BEGIN Dataset extract
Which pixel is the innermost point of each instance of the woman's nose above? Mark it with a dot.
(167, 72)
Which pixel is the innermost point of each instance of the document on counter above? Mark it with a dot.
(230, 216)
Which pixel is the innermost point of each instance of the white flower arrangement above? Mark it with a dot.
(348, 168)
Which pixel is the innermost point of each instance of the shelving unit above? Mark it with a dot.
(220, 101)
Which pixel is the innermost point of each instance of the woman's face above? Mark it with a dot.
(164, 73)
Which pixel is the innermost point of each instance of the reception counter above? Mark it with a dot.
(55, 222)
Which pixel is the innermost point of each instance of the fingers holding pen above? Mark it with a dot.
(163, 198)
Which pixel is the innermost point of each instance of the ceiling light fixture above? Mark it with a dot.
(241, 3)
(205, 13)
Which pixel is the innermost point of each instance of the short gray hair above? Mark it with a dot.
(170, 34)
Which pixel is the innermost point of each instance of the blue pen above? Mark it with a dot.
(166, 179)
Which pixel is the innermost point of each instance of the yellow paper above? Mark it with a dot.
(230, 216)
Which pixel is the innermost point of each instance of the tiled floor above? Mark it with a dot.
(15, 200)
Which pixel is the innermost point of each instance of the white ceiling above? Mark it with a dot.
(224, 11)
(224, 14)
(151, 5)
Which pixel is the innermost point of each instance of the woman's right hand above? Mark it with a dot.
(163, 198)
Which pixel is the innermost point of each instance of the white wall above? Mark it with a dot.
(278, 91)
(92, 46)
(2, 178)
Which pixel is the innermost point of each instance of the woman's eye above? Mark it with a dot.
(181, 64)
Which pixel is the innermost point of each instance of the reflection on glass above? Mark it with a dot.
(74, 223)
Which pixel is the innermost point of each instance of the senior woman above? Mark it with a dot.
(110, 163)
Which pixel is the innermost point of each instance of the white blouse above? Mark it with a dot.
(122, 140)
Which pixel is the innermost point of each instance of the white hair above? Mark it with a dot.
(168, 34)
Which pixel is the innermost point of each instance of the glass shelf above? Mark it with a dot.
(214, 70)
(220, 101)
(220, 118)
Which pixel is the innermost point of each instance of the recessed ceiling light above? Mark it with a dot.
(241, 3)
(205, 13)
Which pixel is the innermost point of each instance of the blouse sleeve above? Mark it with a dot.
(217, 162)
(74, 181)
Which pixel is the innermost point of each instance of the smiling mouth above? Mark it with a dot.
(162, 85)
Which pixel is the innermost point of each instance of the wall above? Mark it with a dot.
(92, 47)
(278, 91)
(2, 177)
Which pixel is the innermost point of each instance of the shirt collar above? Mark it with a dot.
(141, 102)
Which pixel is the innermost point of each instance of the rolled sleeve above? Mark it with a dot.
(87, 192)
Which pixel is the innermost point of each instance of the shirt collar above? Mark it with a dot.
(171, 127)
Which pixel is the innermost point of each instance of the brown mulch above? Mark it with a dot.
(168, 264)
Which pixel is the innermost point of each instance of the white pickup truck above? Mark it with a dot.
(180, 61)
END Dataset extract
* Task prompt
Once more, write out the records exactly as they are.

* Answer area
Which pixel is the innermost point of each instance of the woman's nose above? Mark it with a dot.
(167, 72)
Which pixel is the innermost point of each instance of the document on counter above? Mark it with a dot.
(230, 216)
Which pixel is the innermost point of each instance of the white flower arrangement above? Mark it with a dot.
(348, 168)
Which pixel is the innermost point of each instance of the shelving unit above? Mark it with a dot.
(220, 101)
Which pixel is the innermost point of each instance of the woman's face above? Mark it with a dot.
(164, 73)
Which pixel is the innermost point of each instance of the reception counter above? Mark it with a dot.
(55, 222)
Which pixel is the innermost point of each instance of the fingers holding pen above? Mark it with a dot.
(163, 198)
Which pixel is the innermost point of each instance of the ceiling light fixture above? Mark it with a dot.
(241, 3)
(205, 13)
Which pixel is the innermost point of each instance of the short gray hair above? Mark it with a dot.
(170, 34)
Which pixel is the innermost point of each instance of the blue pen above? Mark it with a dot.
(166, 179)
Which pixel is the innermost point of each instance of the yellow paper above? Mark it with a dot.
(230, 216)
Which pixel is the innermost point of each instance of the tiled floor above? Mark it with a dot.
(15, 200)
Which pixel is the innermost point of each instance of the white ceiling above? Mark it with a dot.
(224, 11)
(224, 14)
(151, 5)
Which pixel is the innermost point of each instance of the woman's right hand above? Mark it with a dot.
(163, 198)
Which pixel is the innermost point of each instance of the white wall above? Mark it with a dot.
(278, 91)
(92, 46)
(2, 178)
Which pixel is the innermost point of each instance of the woman's eye above? Mark it with a dot.
(181, 64)
Which pixel is the innermost point of each instance of the reflection on glass above? Mark it with a dot.
(74, 223)
Which pixel is the innermost point of each instance of the senior woman above? Mark it with a dot.
(110, 163)
Which pixel is the innermost point of each instance of the white blouse above? Mark it with a dot.
(122, 140)
Which pixel is the innermost point of each instance of the white hair above? Mark it with a dot.
(168, 34)
Which pixel is the innermost point of each instance of the glass shelf above? Mark it with a dot.
(214, 70)
(220, 101)
(220, 118)
Which pixel is the innermost point of each instance of the recessed ceiling light above? Mark it with a dot.
(241, 3)
(205, 13)
Which pixel is the innermost point of each instance of the blouse sleeve above? Mark it with a dot.
(217, 162)
(74, 181)
Which pixel is the innermost point of each instance of the smiling mouth above? Mark it with a dot.
(162, 85)
Which pixel is the innermost point of each instance of the wall above? Mark it with a dot.
(92, 47)
(278, 91)
(2, 177)
Which pixel is the innermost point of each instance of the shirt collar above? Mark it with a dot.
(141, 102)
Which pixel is the innermost point of each instance of the rolled sleeve above? Mark it with a dot.
(87, 192)
Which pixel is the innermost point of each instance of the shirt collar above? Mark it with a dot.
(171, 127)
Which pixel is the innermost point of each instance of the brown mulch above? Mark it with a dot.
(168, 264)
Which pixel is the innermost point of each instance of the white pickup truck above? Mark it with a dot.
(180, 61)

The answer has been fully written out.